» Task goal
Render the records below, from the line with "Task: point out the fireplace" up to and including the line with "[[1453, 471]]", as a JSON list of strings, one string per line. Skip blank lines and leave the pictures out.

» Task data
★ ★ ★ ★ ★

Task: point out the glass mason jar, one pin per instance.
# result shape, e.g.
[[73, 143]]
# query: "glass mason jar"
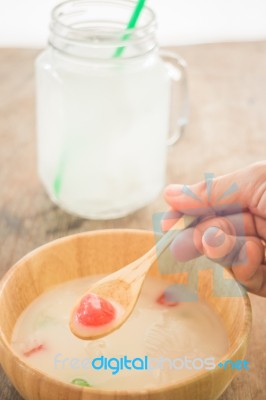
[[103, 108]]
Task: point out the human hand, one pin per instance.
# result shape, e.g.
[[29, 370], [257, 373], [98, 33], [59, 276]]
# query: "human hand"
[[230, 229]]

★ ★ ★ ★ ★

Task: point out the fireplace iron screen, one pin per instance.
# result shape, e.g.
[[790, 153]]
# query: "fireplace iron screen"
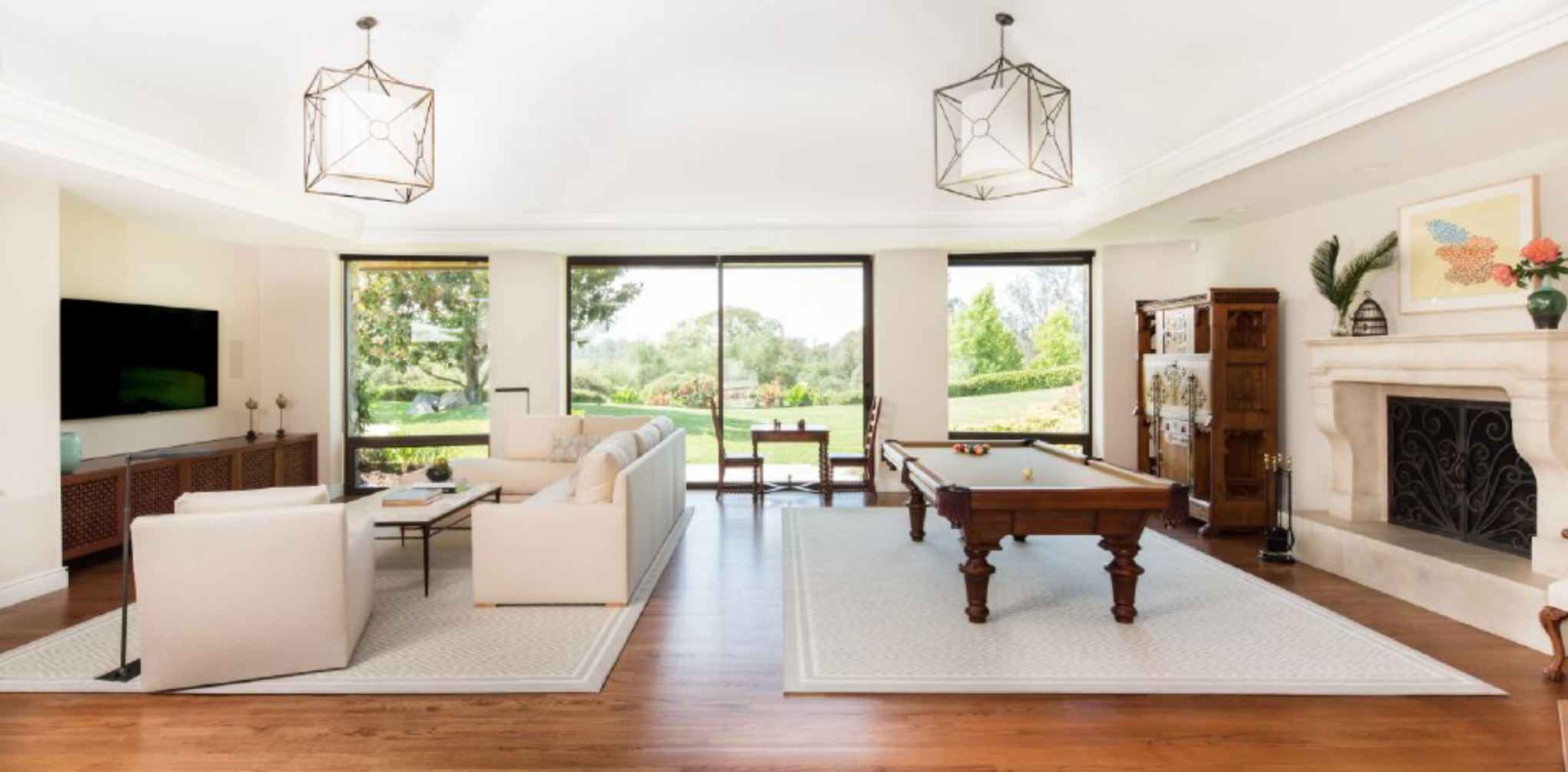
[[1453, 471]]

★ ★ ★ ★ ★

» Result for this task
[
  "Task: point out the fireplace iron screen, one pin per instance.",
  "# result shape, e.g.",
  "[[790, 153]]",
  "# query: \"fireplace iron screen\"",
  "[[1453, 471]]"
]